Instructions to follow: Put every line of the material below into a JSON list of strings, one string per line, with blank lines dropped. Leave the picture markers out of the list.

== Supplied information ==

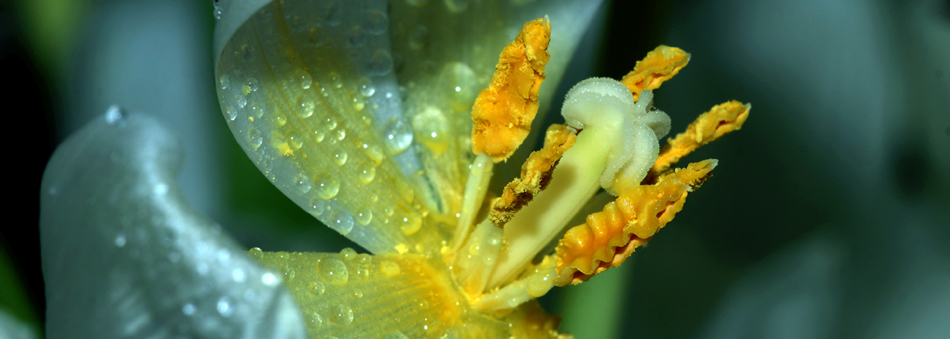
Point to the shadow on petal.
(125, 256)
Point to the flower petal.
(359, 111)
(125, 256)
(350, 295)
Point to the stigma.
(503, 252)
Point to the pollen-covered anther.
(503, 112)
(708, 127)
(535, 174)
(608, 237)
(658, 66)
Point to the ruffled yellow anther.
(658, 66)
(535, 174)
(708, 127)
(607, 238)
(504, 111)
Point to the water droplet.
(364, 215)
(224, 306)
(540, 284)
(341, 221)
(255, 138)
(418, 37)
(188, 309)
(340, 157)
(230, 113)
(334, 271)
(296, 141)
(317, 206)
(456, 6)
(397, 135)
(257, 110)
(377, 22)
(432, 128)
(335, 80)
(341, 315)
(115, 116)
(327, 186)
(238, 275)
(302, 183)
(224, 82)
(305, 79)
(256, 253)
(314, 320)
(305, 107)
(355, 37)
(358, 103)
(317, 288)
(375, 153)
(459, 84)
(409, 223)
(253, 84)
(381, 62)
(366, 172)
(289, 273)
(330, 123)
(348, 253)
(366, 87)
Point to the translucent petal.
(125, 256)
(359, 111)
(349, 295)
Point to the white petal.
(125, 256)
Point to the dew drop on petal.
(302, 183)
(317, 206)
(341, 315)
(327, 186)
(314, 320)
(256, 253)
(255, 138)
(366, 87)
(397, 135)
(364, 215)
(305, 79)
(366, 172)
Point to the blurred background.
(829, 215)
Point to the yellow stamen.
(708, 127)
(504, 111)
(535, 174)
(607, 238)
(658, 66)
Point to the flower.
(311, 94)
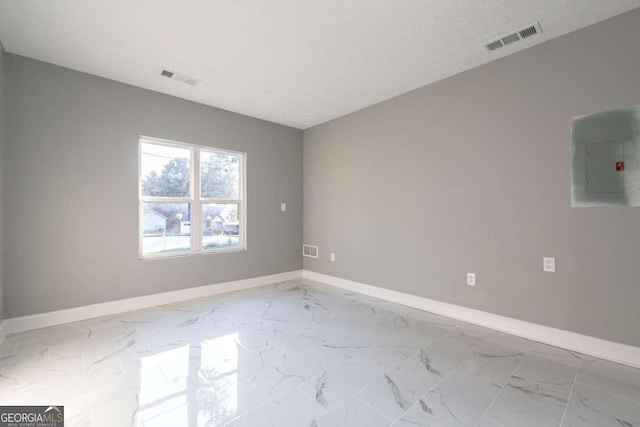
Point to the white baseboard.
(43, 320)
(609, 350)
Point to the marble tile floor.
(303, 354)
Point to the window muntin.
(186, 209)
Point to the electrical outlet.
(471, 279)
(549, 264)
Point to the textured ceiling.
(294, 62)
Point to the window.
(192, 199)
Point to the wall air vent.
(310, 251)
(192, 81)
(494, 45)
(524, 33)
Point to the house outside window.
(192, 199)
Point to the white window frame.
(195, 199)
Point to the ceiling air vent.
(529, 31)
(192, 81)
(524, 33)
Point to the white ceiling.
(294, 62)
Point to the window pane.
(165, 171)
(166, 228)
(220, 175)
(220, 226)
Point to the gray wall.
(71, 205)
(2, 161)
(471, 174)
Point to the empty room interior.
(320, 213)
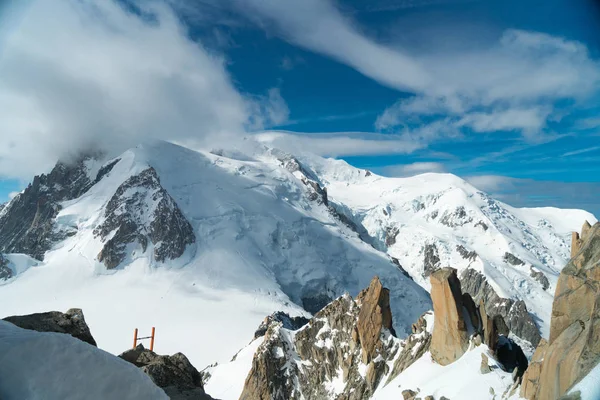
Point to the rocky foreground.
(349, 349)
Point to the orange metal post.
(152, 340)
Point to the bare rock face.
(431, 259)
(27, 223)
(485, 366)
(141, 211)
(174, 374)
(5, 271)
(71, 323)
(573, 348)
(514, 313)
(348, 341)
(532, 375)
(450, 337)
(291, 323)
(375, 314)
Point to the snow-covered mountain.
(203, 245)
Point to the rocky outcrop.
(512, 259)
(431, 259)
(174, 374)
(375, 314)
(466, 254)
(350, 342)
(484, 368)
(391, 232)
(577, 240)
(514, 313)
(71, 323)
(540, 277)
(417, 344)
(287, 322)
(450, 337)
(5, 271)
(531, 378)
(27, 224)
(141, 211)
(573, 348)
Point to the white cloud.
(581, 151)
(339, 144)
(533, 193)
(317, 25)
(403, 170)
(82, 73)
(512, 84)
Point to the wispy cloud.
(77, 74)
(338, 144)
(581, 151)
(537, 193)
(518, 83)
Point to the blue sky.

===

Completed task:
[
  "Point to the shadow on petal.",
  "(125, 256)",
  "Point to the flower petal.",
  "(359, 111)",
  "(125, 256)",
  "(350, 295)",
  "Point to the stigma.",
  "(503, 252)",
  "Point to the pollen-covered anther.",
  "(503, 112)",
  "(708, 127)",
  "(535, 174)",
  "(608, 237)",
  "(658, 66)",
  "Point to the ruffled yellow anther.",
  "(658, 66)",
  "(535, 174)",
  "(708, 127)",
  "(607, 238)",
  "(504, 111)",
  "Point to the water droplet.",
  "(364, 215)",
  "(224, 306)",
  "(540, 284)",
  "(341, 221)",
  "(255, 138)",
  "(418, 37)",
  "(188, 309)",
  "(340, 157)",
  "(230, 113)",
  "(334, 271)",
  "(296, 141)",
  "(317, 206)",
  "(456, 6)",
  "(397, 135)",
  "(257, 110)",
  "(377, 22)",
  "(432, 128)",
  "(335, 80)",
  "(341, 315)",
  "(115, 116)",
  "(327, 186)",
  "(238, 275)",
  "(302, 183)",
  "(224, 82)",
  "(305, 79)",
  "(256, 253)",
  "(314, 320)",
  "(305, 107)",
  "(355, 37)",
  "(358, 103)",
  "(317, 288)",
  "(375, 153)",
  "(459, 84)",
  "(409, 223)",
  "(253, 84)",
  "(381, 62)",
  "(366, 172)",
  "(289, 273)",
  "(330, 123)",
  "(348, 253)",
  "(366, 87)",
  "Point to the translucent petal.",
  "(125, 256)",
  "(359, 111)",
  "(349, 295)",
  "Point to the white petal.",
  "(125, 256)",
  "Point to the dew drop on petal.",
  "(302, 183)",
  "(317, 206)",
  "(341, 315)",
  "(327, 186)",
  "(314, 320)",
  "(256, 253)",
  "(255, 138)",
  "(366, 87)",
  "(397, 135)",
  "(364, 215)",
  "(305, 79)",
  "(366, 172)",
  "Point to the blurred background.",
  "(829, 215)",
  "Point to the yellow stamen.",
  "(708, 127)",
  "(504, 111)",
  "(535, 174)",
  "(607, 238)",
  "(658, 66)",
  "Point to the flower.",
  "(311, 94)",
  "Point to the white baseboard.",
  "(43, 320)",
  "(609, 350)",
  "Point to the marble tile floor.",
  "(303, 354)",
  "Point to the window muntin.",
  "(186, 209)",
  "Point to the electrical outlet.",
  "(471, 279)",
  "(549, 264)",
  "Point to the textured ceiling.",
  "(294, 62)",
  "Point to the window.",
  "(192, 199)",
  "Point to the wall air vent.",
  "(310, 251)",
  "(192, 81)",
  "(494, 45)",
  "(524, 33)",
  "Point to the house outside window.",
  "(192, 199)",
  "Point to the white window frame.",
  "(195, 199)",
  "Point to the ceiling air vent.",
  "(529, 31)",
  "(192, 81)",
  "(524, 33)",
  "Point to the white ceiling.",
  "(294, 62)",
  "Point to the window pane.",
  "(165, 171)",
  "(166, 228)",
  "(220, 175)",
  "(220, 226)",
  "Point to the gray wall.",
  "(71, 205)",
  "(2, 161)",
  "(471, 174)",
  "Point to the empty room interior.",
  "(320, 213)",
  "Point to the rocky foreground.",
  "(349, 349)",
  "Point to the orange metal post.",
  "(152, 340)",
  "Point to the bare rock face.",
  "(431, 259)",
  "(27, 223)",
  "(485, 366)",
  "(141, 211)",
  "(174, 374)",
  "(5, 271)",
  "(71, 323)",
  "(573, 348)",
  "(514, 313)",
  "(348, 341)",
  "(532, 375)",
  "(450, 337)",
  "(291, 323)",
  "(375, 314)",
  "Point to the snow-covered mountain.",
  "(203, 245)",
  "Point to the rocky outcrop.",
  "(512, 259)",
  "(431, 259)",
  "(174, 374)",
  "(375, 314)",
  "(466, 254)",
  "(350, 342)",
  "(484, 368)",
  "(391, 232)",
  "(577, 240)",
  "(514, 313)",
  "(71, 323)",
  "(540, 277)",
  "(417, 344)",
  "(287, 322)",
  "(450, 337)",
  "(5, 271)",
  "(531, 378)",
  "(27, 224)",
  "(141, 211)",
  "(573, 348)",
  "Point to the white cloud.",
  "(581, 151)",
  "(339, 144)",
  "(533, 193)",
  "(317, 25)",
  "(403, 170)",
  "(82, 73)",
  "(512, 84)",
  "Point to the wispy cloud.",
  "(77, 74)",
  "(338, 144)",
  "(581, 151)",
  "(537, 193)",
  "(518, 83)",
  "Point to the blue sky."
]